Exact reproduction is required for all entries.
━━━━━━━━
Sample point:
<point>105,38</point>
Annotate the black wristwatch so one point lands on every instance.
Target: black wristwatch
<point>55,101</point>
━━━━━━━━
*Solution*
Sample point:
<point>105,38</point>
Annotate the black wristwatch so one point lands on every instance.
Target: black wristwatch
<point>55,101</point>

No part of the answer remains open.